## What the task requires
Can you print every item below word for word, keeping each line as it appears?

## Exercise data
※ ※ ※
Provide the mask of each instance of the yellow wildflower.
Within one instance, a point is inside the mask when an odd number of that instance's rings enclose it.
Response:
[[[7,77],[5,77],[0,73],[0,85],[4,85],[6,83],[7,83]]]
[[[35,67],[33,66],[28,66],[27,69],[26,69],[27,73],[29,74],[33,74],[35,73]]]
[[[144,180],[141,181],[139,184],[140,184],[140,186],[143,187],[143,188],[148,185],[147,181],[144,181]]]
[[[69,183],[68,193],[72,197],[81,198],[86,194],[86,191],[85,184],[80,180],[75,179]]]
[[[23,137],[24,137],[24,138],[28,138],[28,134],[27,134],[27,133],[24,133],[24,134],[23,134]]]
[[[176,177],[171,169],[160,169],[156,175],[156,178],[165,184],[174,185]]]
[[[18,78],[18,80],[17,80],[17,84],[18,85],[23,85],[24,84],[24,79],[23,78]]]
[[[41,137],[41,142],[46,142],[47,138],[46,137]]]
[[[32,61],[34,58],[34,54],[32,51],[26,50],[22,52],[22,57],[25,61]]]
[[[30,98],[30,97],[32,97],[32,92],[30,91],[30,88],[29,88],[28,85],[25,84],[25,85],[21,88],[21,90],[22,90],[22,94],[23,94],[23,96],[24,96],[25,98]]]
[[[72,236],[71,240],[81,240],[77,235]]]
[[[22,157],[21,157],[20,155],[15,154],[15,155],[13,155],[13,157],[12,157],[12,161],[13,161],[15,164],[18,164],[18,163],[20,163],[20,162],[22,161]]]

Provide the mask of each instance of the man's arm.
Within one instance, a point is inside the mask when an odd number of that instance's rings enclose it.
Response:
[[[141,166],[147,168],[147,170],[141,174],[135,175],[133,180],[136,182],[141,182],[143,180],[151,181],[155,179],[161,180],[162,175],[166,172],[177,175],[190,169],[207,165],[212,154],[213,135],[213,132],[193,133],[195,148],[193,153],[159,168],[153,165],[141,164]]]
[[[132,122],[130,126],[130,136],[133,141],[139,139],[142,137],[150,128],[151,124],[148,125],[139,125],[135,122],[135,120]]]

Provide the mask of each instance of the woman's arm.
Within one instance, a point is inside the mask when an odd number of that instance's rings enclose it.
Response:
※ ※ ※
## Exercise answer
Provide the mask of each instance of the yellow wildflower.
Within one instance, a point is inside the mask when an odd number of that instance's rings enclose it.
Response:
[[[7,77],[5,77],[0,73],[0,85],[4,85],[6,83],[7,83]]]
[[[35,67],[33,66],[28,66],[27,69],[26,69],[27,73],[29,74],[33,74],[35,73]]]
[[[144,180],[141,181],[139,184],[140,184],[140,186],[143,187],[143,188],[148,185],[147,181],[144,181]]]
[[[69,183],[68,193],[72,197],[81,198],[86,194],[86,191],[85,184],[80,180],[75,179]]]
[[[23,137],[24,137],[24,138],[28,138],[28,134],[27,134],[27,133],[24,133],[24,134],[23,134]]]
[[[176,177],[171,169],[160,169],[156,175],[156,178],[165,184],[174,185]]]
[[[18,78],[18,80],[17,80],[17,84],[18,85],[23,85],[24,84],[24,79],[23,78]]]
[[[41,137],[41,142],[46,142],[47,138],[46,137]]]
[[[32,61],[34,58],[34,54],[32,51],[26,50],[22,52],[22,57],[25,61]]]
[[[30,98],[30,97],[32,97],[32,92],[30,91],[30,88],[29,88],[28,85],[25,84],[25,85],[21,88],[21,90],[22,90],[22,94],[23,94],[23,96],[24,96],[25,98]]]
[[[72,236],[71,240],[81,240],[77,235]]]
[[[22,157],[21,157],[20,155],[15,154],[15,155],[13,155],[13,157],[12,157],[12,161],[13,161],[15,164],[18,164],[18,163],[20,163],[20,162],[22,161]]]

Provide the mask of each instance of the man's arm.
Within one instance, a point is inside the mask when an odd number of that instance's rings enclose it.
Response:
[[[141,166],[147,168],[147,170],[141,174],[135,175],[133,180],[136,182],[141,182],[143,180],[151,181],[155,179],[161,180],[162,175],[166,172],[177,175],[190,169],[207,165],[212,154],[213,135],[213,132],[193,133],[195,148],[193,153],[159,168],[153,165],[141,164]]]
[[[132,122],[130,126],[130,136],[133,141],[139,139],[142,137],[150,128],[151,124],[148,125],[139,125],[135,122],[135,120]]]

Provide the mask of each instance of the woman's arm.
Within one instance, a point is inside the mask when an odd number of that instance's rings enclose it.
Response:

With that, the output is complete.